#### Document
[Begin]

Chapter 1

Introduction

Zhangyang WangDing Liu    Department of Computer Science and Engineering, Texas A&M University, College Station, TX, United States
Beckman Institute for Advanced Science and Technology, Urbana, IL, United States

Abstract

Deep learning has achieved prevailing success in a wide domain of machine learning and computer vision fields. On the other hand, sparsity and low-rankness have been popular regularizations in classical machine learning. This section is intended as a brief introduction to the basics if deep learning, and then focuses on its inherent connections to the concepts of sparsity and low-rankness.

Keywords

Sparsity; Low rank; Deep learning

1.1 Basics of Deep Learning

Machine learning makes computers learn from data without explicitly programming them. However, classical machine learning algorithms often find it challenging to extract semantic features directly from raw data, e.g., due to the well-known “semantic gap” [1], which calls for the assistance from domain experts to hand-craft many well-engineered feature representations, on which the machine learning models operate more effectively. In contrast, the recently popular deep learning relies on multilayer neural networks to derive semantically meaningful representations, by building multiple simple features to represent a sophisticated concept. Deep learning requires less hand-engineered features and expert knowledge. Taking image classification as an example [2], a deep learning-based image classification system represents an object by gradually extracting edges, textures, and structures, from lower to middle-level hidden layers, which becomes more and more associated with the target semantic concept as the model grows deeper. Driven by the emergence of big data and hardware acceleration, the intricacy of data can be extracted with higher and more abstract level representation from raw inputs, gaining more power for deep learning to solve complicated, even traditionally intractable problems. Deep learning has achieved tremendous success in visual object recognition [25], face recognition and verification [6,7], object detection [811], image restoration and enhancement [1217], clustering [18], emotion recognition [19], aesthetics and style recognition [2023], scene understanding [24,25], speech recognition [26], machine translation [27], image synthesis [28], and even playing Go [29] and poker [30].

[End]

#### Tasks to perform
**a.** According to the chapter, why do classical machine learning algorithms need help from domain experts? Answer in one to three sentences.
**b.** Retype the part of the chapter that opens with the words containing "Deep learning has achieved prevailing" and closes with "sparsity and low-rankness.".
**c.** In the chapter's image classification example, what does a deep learning system gradually extract from lower to middle-level hidden layers?
Rely on the chapter alone.

#### Provided data
[Begin]

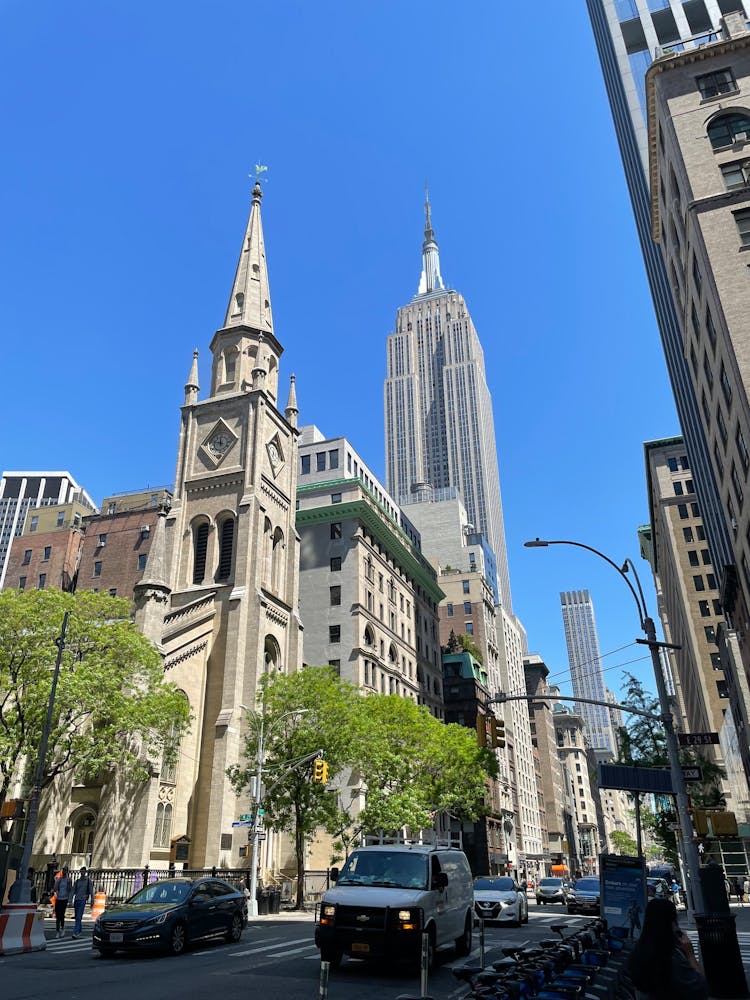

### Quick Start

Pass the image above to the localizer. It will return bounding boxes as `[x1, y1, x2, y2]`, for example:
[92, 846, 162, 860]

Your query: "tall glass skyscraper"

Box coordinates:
[560, 590, 617, 756]
[587, 0, 750, 599]
[385, 201, 512, 614]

[End]

#### Outputs by task
**a.** Classical machine learning algorithms often struggle to extract semantic features directly from raw data, for example because of the "semantic gap." Domain experts therefore have to hand-craft well-engineered feature representations so that the models can operate more effectively.

**b.**
Deep learning has achieved prevailing success in a wide domain of machine learning and computer vision fields. On the other hand, sparsity and low-rankness have been popular regularizations in classical machine learning. This section is intended as a brief introduction to the basics if deep learning, and then focuses on its inherent connections to the concepts of sparsity and low-rankness.

**c.** Edges, textures, and structures.